** start of Document excerpt **
# Seminars, Training camps and the like



## bigfootsquatch (May 9, 2007)

Does anyone know of any training camps/retreat centers for tai chi here in the USA that are REPUTABLE? Also, I live in Louisiana, and there are not a lot of seminars(that I know of) locally. If I were to try to go to seminars for Yang(or Cheng Man Ching) Tai Chi, who would you guys recommend?


----------



## dmax999 (May 9, 2007)

http://www.williamccchen.com/workshop.htm
William CC Chen is a top quality teacher. He does a version of CMC style that he has modified. He generally teaches his own 60 movement form, which is similar to the Yang Long form with some repetitions removed.

http://www.yangfamilytaichi.com/seminars/
The Yang family also does seminars in the USA and I can't think of anyone that could be considered more reputable. I've never attended them, so I can't really reccomend, but I myself would not hesistate to attend one.

I'm sure there are many more, but I doubt anyone would disagree with these two.


----------



## bigfootsquatch (May 31, 2007)

I never did thank you for posting those links. I will add those when I print my other thread about seminars, videos, and books. Thank you so much for your help! 
I'll probably look more into William CC Chen. Thanks!


----------
** end of Document excerpt **
**What you have to do:**
In the tai chi seminar thread, how many movements does William CC Chen's own form have?
** start of Stored data **
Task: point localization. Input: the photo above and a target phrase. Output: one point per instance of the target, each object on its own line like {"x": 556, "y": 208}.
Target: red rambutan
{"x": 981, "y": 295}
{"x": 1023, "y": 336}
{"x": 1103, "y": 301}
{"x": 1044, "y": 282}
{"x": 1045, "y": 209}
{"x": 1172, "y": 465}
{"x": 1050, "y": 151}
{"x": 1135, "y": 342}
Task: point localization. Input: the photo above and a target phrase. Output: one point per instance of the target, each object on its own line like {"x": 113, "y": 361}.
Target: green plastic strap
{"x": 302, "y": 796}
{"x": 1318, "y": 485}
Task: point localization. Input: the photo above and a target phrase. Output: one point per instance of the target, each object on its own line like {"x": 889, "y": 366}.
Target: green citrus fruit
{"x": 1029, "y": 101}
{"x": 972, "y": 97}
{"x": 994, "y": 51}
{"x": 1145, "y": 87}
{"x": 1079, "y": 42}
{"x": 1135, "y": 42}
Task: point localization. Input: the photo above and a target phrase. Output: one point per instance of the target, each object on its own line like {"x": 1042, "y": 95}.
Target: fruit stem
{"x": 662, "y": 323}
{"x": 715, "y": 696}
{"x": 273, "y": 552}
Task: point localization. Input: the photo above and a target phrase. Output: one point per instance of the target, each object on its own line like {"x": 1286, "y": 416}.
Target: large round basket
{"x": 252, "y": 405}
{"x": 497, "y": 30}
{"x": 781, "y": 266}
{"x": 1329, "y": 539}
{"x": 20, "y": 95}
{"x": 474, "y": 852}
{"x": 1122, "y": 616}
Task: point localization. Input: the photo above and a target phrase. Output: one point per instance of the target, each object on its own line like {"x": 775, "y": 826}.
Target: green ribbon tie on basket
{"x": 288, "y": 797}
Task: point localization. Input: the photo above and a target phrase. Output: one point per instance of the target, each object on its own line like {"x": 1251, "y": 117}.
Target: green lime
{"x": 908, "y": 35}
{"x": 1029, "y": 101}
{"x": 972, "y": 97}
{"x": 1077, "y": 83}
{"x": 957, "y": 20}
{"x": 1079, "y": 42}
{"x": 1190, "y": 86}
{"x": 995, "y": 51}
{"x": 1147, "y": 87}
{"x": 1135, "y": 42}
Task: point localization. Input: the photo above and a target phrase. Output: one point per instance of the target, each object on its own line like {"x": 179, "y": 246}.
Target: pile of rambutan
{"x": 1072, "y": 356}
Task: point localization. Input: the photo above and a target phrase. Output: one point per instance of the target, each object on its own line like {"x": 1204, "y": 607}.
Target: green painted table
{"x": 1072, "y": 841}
** end of Stored data **
**The reply:**
60 movements.